On 27.02.20 06:58, John Hubbard wrote:
> On 2/26/20 7:11 PM, Stephen Rothwell wrote:
>> Hi all,
>>
>> Today's linux-next merge of the akpm-current tree got a conflict in:
>>
>>   mm/gup.c
>>
>> between commit:
>>
>>   732b80e677b8 ("mm/gup/writeback: add callbacks for inaccessible pages")
>>
>> from the kvms390 tree and commit:
>>
>>   9947ea2c1e60 ("mm/gup: track FOLL_PIN pages")
>>
>> from the akpm-current tree.
>>
>> I fixed it up (see below - maybe not optimally) and can carry the fix as
>> necessary. This is now fixed as far as linux-next is concerned, but any
>> non trivial conflicts should be mentioned to your upstream maintainer
>> when your tree is submitted for merging.  You may also want to consider
>> cooperating with the maintainer of the conflicting tree to minimise any
>> particularly complex conflicts.
>>
> 
> Yes. Changes to mm/gup.c really should normally go through linux-mm and 
> Andrew's tree, if at all possible. This would have been caught, and figured out
> on linux-mm, had that been done--instead of leaving the linux-next maintainer
> trying to guess at how to resolve the conflict.

◆ ◆ ◆ ◆ ◆

[REQUESTS]
A. Please rewrite the paragraph in the merge-conflict email that begins "I fixed it up" as a short bulleted list, keeping its main facts.
B. Carry on the merge-conflict email from its last line, writing a few more sentences of the reply.

[DATASET ENTRIES]
◆ ◆ ◆ ◆ ◆

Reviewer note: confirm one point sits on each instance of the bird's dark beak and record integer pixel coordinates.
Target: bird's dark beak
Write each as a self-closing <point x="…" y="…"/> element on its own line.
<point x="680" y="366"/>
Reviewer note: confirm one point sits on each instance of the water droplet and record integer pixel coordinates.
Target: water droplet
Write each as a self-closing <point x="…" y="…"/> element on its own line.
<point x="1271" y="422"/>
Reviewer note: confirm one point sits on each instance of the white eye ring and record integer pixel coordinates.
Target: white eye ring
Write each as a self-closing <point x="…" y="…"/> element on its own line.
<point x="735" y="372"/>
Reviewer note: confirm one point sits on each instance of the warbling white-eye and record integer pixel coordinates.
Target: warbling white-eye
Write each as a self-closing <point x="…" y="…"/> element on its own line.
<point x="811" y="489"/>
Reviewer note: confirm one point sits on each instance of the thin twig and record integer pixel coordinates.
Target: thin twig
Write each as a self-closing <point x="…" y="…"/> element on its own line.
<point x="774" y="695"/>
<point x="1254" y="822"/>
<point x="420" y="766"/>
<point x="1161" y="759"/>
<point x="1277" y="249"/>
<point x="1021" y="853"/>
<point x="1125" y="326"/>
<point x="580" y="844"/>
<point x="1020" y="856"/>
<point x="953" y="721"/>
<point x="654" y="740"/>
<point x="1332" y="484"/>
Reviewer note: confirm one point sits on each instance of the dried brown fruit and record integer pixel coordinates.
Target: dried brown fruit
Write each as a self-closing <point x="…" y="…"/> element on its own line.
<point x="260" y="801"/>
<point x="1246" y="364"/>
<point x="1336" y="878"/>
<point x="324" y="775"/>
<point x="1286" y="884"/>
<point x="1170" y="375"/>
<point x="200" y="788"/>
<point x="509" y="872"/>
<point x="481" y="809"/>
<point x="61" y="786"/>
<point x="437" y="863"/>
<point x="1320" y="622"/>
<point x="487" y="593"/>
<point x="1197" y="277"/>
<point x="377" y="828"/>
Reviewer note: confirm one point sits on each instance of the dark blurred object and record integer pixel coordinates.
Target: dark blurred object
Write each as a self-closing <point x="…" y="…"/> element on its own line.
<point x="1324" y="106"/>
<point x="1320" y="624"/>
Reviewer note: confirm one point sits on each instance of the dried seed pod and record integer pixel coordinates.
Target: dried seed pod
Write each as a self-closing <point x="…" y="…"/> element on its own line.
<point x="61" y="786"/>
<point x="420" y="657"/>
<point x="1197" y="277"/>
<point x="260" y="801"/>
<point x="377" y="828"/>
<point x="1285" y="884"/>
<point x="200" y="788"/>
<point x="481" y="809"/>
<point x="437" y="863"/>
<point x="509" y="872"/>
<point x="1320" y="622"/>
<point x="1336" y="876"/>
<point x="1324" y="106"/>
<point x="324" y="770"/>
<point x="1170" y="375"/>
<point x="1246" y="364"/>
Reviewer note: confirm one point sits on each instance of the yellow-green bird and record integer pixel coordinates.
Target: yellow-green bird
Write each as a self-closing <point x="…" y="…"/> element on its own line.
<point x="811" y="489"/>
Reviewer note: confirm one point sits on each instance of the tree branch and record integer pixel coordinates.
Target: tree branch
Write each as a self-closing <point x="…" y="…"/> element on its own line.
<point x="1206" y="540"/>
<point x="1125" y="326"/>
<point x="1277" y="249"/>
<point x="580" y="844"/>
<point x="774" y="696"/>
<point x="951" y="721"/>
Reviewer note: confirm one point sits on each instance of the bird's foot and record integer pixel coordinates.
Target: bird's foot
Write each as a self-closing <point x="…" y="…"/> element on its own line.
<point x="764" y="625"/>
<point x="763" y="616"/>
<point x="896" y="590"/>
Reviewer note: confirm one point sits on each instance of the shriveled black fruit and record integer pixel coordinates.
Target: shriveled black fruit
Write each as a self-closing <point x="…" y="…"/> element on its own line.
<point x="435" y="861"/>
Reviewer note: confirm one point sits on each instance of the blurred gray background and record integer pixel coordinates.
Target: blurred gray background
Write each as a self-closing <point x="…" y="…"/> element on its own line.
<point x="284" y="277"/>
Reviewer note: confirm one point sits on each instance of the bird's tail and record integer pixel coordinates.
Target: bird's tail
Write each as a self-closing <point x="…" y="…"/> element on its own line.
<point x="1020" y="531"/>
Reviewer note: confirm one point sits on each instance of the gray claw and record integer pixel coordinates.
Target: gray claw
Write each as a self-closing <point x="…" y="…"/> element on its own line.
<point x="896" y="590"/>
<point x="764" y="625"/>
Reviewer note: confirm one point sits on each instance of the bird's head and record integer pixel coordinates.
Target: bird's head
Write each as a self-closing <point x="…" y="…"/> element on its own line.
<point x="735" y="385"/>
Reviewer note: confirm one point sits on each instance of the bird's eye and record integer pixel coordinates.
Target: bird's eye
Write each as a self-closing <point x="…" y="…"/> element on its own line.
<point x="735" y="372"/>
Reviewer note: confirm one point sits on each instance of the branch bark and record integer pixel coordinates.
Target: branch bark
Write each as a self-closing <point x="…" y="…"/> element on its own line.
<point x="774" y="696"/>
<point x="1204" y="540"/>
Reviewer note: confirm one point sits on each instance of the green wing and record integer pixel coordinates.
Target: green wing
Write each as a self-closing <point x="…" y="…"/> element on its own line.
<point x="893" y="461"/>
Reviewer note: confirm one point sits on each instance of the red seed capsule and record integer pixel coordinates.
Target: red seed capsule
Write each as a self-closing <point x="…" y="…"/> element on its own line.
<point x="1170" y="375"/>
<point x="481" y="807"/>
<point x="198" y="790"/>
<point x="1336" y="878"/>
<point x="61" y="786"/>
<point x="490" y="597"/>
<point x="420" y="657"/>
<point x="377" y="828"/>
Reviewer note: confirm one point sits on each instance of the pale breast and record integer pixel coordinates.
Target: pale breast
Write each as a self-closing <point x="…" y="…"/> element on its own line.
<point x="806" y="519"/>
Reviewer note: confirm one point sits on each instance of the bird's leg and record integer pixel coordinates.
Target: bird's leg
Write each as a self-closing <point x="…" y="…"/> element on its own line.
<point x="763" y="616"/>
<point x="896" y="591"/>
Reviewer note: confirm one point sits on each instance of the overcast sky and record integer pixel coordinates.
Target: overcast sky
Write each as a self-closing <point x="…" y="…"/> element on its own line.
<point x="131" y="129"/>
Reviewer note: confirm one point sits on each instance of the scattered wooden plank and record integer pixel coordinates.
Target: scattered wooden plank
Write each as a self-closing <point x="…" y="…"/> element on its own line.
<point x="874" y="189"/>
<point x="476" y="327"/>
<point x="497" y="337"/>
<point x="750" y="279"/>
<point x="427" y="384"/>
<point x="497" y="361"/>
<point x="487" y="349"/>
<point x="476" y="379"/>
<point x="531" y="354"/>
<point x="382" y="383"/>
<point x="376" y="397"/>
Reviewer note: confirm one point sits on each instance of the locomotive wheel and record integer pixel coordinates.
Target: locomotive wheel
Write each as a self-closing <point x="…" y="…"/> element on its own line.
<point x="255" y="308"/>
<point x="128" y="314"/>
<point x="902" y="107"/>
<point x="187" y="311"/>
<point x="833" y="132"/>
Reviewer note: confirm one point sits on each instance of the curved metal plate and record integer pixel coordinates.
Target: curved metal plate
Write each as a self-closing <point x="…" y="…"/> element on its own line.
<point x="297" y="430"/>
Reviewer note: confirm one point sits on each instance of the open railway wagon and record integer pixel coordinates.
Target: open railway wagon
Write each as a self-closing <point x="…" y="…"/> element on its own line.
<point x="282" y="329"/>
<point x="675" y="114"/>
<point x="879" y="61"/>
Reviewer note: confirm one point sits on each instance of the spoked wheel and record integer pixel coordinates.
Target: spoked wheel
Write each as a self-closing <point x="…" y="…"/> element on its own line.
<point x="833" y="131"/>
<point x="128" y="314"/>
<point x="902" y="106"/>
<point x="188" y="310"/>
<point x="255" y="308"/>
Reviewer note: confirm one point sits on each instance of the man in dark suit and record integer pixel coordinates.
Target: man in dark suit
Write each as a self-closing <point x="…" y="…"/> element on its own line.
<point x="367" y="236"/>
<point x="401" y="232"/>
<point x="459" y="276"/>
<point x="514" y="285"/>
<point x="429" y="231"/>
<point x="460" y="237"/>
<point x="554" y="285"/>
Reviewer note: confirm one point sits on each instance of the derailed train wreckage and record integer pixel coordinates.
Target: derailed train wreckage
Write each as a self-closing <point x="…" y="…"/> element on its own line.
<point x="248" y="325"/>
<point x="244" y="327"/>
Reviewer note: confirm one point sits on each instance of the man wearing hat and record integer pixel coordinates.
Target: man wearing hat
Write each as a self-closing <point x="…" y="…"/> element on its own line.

◆ ◆ ◆ ◆ ◆

[RESPONSE LIST]
A.
- The conflict has been fixed, maybe not optimally, and the fix can be carried as necessary.
- For linux-next, the issue is now resolved.
- Any non-trivial conflicts should be mentioned to the upstream maintainer when the tree is submitted for merging.
- Cooperating with the maintainer of the conflicting tree may help minimize particularly complex conflicts.

B.
Yes. This patch should go via Andrew. Claudio is going to provide a fixed up
version that takes care of the new semantics.

This patch was posted several times on linux-mm (also before rc1) and I will 
drop it from my tree due to the conflict.



> 
> +Cc David Hildenbrand, who I see looked at the kvms390 proposed patch a bit.
> Maybe he has some opinions, especially about my questions below.
> 
> The fix-up below may (or may not) need some changes:



> 
> 
> diff --cc mm/gup.c
> index 354bcfbd844b,f589299b0d4a..000000000000
> --- a/mm/gup.c
> +++ b/mm/gup.c
> @@@ -269,18 -470,11 +468,19 @@@ retry
>   		goto retry;
>   	}
>   
> + 	/* try_grab_page() does nothing unless FOLL_GET or FOLL_PIN is set. */
> + 	if (unlikely(!try_grab_page(page, flags))) {
> + 		page = ERR_PTR(-ENOMEM);
> + 		goto out;
> + 	}
>  +	if (flags & FOLL_GET) {
> 
> 
> If I'm reading the diff correctly, I believe that line should *maybe* be changed to:
> 
> 	if (flags & (FOLL_GET | FOLL_PIN)) {
> 
> ...because each of those flags has a similar effect: pinned pages for DMA or RDMA
> use. So either flag will require a call to arch_make_page_accessible()...except that
> I'm not sure that's what you want. Would the absence of a call to 
> arch_make_page_accessible() cause things like pin_user_pages() to not work correctly?
> Seems like it would, to me.
> 
> (I'm pretty unhappy that we have to ask this at the linux-next level.)
> 
> Also below...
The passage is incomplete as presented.